* Document section
==============================

In some cases, keeping minorities out was official town policy, through restrictive covenants written in land deeds, or by agreement between the real estate agents of the community. In others, the policy was enforced through intimidation. For example, law enforcement officers could stop all minorities found after sunset.

Though no one knows the number of sundown towns in the United States, the largest estimate was that the nation had several thousand. The highest proportion of confirmed sundown towns are in the state of Illinois. It is difficult to confirm sunset towns because the towns did not keep, or do not want to show, official documents stating their status as sundown towns. For example, One Hundred Years of Progress: The Centennial History of Anna, Illinois, although more than 400 pages long, never mentions Anna's 1909 expulsion of African Americans, the sundown signs at the northern and southern city limits in 1954, or anything else about race.

Since the civil rights movement of the 1950s and 1960s, and especially since the Civil Rights Act of 1968 prohibited racial discrimination concerning the sale, rental, and financing of housing, the number of sundown towns has decreased. However, as sociologist James Loewen writes in his book on the subject, it is impossible to precisely count the number of sundown towns at any given time, because most towns have not kept records of the ordinances or signs that marked the town's sundown status. His book, Sundown Towns: A Hidden Dimension of American Racism, notes that hundreds of cities across America have been sundown towns at some point in their history.

Loewen's book mentions that sundown status meant more than just African-Americans not being able to live in these towns. Essentially any African-Americans (or sometimes other groups) who came into sundown towns after sundown were subject to harassment and threats.

==============================

* Work order A
Say whether each statement agrees with the text on sundown towns, answering yes or no and quoting the words of the text that decide it. (i) Illinois has the highest proportion of confirmed sundown towns. (ii) The centennial history of Anna, Illinois, mentions the town's 1909 expulsion of African Americans. (iii) Loewen's book gives an exact count of sundown towns at any given time.
* Work order B
Repeat word for word the stretch of the text on sundown towns from "Loewen's book mentions" through "harassment and threats.".
* Work order C
Carry on the text about sundown towns from where it stops.

==============================

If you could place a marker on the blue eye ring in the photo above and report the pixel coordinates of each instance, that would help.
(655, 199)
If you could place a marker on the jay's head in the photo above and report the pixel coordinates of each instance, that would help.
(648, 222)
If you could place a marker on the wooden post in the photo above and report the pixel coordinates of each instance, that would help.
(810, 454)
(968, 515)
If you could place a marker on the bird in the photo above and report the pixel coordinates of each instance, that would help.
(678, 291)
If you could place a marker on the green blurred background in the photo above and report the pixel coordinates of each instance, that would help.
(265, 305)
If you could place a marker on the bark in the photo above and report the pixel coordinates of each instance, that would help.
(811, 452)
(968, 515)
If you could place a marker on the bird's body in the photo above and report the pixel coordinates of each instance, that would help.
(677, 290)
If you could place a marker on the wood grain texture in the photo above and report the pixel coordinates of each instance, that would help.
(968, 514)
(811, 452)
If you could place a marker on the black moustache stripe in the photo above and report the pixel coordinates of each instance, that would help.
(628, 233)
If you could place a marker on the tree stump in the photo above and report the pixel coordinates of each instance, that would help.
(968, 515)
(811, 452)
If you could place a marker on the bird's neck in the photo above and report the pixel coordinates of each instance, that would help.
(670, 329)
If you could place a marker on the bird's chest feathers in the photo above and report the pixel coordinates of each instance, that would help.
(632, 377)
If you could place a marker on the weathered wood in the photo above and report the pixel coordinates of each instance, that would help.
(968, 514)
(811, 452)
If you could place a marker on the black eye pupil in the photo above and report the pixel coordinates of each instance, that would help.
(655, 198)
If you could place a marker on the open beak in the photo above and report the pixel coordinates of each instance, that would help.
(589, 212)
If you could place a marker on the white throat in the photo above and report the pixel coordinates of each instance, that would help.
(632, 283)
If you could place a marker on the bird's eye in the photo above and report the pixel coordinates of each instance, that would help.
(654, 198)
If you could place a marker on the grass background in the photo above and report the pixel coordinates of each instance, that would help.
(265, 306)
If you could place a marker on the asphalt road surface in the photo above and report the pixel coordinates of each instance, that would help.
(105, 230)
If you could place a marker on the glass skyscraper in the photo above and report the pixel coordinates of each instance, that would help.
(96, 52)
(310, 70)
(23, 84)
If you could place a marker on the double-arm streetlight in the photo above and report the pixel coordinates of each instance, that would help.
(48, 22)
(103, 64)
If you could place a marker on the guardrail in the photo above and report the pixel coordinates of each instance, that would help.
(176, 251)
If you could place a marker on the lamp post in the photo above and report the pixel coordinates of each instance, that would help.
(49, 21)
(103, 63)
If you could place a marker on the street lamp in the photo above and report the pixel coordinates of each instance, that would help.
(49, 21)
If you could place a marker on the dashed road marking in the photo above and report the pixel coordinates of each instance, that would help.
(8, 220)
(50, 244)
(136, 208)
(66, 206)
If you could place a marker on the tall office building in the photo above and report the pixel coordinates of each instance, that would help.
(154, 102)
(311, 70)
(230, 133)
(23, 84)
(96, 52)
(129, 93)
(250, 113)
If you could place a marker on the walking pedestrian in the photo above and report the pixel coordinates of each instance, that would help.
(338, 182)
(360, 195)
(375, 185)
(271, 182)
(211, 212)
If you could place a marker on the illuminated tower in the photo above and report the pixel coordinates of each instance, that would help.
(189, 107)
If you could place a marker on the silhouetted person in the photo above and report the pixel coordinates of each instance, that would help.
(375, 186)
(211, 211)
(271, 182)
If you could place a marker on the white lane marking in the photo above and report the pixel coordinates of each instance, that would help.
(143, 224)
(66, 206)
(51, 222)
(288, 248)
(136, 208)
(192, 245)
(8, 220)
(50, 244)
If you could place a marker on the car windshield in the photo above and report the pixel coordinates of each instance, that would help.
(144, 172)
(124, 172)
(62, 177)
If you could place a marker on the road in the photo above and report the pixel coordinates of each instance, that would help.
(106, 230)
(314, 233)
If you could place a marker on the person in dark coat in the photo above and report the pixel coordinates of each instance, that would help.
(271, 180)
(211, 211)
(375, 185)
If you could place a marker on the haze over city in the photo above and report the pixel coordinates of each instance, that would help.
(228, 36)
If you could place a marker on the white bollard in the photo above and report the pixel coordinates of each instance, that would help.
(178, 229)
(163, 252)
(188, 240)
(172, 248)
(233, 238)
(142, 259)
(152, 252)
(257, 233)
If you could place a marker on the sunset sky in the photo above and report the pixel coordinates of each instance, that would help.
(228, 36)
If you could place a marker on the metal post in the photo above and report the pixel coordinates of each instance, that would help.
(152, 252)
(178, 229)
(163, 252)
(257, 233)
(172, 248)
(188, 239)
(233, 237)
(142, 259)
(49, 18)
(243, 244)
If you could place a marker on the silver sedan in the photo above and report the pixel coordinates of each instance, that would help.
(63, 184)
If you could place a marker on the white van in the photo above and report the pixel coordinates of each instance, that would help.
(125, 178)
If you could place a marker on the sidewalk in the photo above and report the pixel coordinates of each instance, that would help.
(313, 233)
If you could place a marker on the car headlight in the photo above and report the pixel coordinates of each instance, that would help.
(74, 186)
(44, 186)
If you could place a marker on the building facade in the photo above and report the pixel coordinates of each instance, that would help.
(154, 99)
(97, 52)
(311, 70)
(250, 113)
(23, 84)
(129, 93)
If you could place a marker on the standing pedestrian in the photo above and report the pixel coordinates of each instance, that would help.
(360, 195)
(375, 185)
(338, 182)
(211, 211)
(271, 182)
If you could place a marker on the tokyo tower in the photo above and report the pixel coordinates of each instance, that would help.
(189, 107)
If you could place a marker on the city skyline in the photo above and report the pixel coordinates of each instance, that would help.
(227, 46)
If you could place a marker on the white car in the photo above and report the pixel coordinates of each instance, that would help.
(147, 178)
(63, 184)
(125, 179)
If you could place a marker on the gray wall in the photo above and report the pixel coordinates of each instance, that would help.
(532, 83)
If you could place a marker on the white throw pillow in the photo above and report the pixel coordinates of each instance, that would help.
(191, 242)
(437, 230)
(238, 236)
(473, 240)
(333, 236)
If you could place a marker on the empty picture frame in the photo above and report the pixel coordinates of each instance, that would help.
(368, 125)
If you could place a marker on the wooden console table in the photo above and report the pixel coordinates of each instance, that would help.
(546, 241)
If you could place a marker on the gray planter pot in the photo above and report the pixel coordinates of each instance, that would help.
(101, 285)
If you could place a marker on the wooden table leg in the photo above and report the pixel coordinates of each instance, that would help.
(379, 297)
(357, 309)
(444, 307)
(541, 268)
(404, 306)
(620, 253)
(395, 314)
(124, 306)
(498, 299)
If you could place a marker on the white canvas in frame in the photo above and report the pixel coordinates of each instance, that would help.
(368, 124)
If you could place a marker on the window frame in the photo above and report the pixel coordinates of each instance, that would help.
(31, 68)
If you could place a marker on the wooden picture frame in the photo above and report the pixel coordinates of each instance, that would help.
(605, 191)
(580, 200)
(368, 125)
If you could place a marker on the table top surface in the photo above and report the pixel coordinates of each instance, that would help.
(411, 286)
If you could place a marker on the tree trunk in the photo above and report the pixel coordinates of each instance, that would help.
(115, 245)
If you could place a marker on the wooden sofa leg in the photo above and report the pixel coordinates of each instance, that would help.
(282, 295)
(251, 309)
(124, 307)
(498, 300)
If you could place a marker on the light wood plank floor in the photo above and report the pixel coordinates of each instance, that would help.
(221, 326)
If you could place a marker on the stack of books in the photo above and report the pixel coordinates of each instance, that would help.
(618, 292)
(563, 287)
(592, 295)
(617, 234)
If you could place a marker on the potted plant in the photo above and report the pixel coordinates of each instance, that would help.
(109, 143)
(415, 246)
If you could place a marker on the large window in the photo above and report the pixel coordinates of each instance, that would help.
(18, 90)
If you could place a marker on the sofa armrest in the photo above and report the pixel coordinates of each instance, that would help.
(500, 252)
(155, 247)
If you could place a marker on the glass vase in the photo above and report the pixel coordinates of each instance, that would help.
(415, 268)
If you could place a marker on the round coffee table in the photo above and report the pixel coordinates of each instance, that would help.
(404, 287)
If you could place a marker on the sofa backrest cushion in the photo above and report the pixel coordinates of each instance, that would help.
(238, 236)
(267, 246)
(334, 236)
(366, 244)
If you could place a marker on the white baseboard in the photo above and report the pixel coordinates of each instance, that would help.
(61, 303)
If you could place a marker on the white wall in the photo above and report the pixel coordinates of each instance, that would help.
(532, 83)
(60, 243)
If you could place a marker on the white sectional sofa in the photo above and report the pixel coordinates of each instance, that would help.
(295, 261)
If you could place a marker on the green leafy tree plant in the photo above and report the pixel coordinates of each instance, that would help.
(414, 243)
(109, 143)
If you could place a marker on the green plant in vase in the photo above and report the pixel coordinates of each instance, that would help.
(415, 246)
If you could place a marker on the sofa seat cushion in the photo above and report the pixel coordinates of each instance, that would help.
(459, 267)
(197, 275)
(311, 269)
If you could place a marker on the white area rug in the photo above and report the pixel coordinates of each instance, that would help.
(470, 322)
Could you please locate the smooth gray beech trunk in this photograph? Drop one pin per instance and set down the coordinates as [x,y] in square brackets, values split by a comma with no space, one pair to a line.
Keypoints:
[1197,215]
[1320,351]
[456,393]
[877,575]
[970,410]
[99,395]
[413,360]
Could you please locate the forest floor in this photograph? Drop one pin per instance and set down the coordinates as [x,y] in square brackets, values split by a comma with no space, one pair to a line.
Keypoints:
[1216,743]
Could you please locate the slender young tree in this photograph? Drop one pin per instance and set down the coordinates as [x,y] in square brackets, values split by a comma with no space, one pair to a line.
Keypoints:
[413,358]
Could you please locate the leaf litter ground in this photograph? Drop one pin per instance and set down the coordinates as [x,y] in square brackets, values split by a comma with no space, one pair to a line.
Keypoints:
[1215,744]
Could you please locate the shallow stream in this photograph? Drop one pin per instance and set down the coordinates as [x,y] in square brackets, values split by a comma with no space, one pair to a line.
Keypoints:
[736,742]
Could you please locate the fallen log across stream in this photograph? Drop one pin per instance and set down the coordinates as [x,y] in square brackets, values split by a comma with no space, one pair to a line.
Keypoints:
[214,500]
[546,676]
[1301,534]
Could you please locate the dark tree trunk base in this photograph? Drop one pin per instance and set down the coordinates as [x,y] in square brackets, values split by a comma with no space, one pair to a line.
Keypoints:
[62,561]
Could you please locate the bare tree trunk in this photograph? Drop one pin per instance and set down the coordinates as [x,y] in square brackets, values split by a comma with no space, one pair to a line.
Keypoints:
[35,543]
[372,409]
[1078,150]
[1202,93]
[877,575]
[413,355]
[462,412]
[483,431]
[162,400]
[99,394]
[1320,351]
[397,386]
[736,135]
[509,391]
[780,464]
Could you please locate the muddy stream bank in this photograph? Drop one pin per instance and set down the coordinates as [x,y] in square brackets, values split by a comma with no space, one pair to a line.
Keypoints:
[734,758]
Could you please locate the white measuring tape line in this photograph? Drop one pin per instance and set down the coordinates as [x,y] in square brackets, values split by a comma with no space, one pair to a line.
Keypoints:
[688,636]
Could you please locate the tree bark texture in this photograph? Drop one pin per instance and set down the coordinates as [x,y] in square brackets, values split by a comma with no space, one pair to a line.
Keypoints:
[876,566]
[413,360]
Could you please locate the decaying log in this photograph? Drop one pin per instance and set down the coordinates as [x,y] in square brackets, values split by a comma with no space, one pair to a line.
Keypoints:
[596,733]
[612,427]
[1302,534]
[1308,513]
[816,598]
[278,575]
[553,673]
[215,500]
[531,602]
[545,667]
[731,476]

==============================

* Task answer A
(i) Yes: "The highest proportion of confirmed sundown towns are in the state of Illinois."
(ii) No: "never mentions Anna's 1909 expulsion of African Americans"
(iii) No: "it is impossible to precisely count the number of sundown towns at any given time"

* Task answer B
Loewen's book mentions that sundown status meant more than just African-Americans not being able to live in these towns. Essentially any African-Americans (or sometimes other groups) who came into sundown towns after sundown were subject to harassment and threats.

* Task answer C
Other minorities targeted

In addition to the expulsion of African Americans from some small towns, Chinese Americans and other minorities were also driven out of some of the towns where they lived. Loewen says one example is that in 1870, Chinese made up one-third of the population of Idaho. Following a wave of violence and an 1886 anti-Chinese convention in Boise, almost none remained by 1910. The town of Gardnerville, Nevada, is said to have blown a whistle at 6 p.m. daily alerting Native Americans to leave by sundown. In addition, Jews were excluded from living in some sundown towns, such as Darien, Connecticut.

Books that refer to Sundown towns

James Loewen's book, Sundown Towns describes sundown towns. Several other books also show the existence of sundown towns. Sundown towns are mentioned in Following the Color Line, by Ray Stannard Baker; Free But Not Equal, by V. Jacque Voegeli; Black Ohio and the Color Line, by David Gerber; The Negro in Indiana, by Emma Thornbrough; Mobile Americans: Residential and Social Mobility in Omaha, by Howard Chudacoff; Race and Kinship in a Midwestern Town, by James DeVries; The Sociogenesis of a Race Riot by Roberta Senechal. Visual treatments include Robby Heason, Trouble Behind (Cicada Films, 1990), and Marco Williams, Banished (banishedthefilm.com/).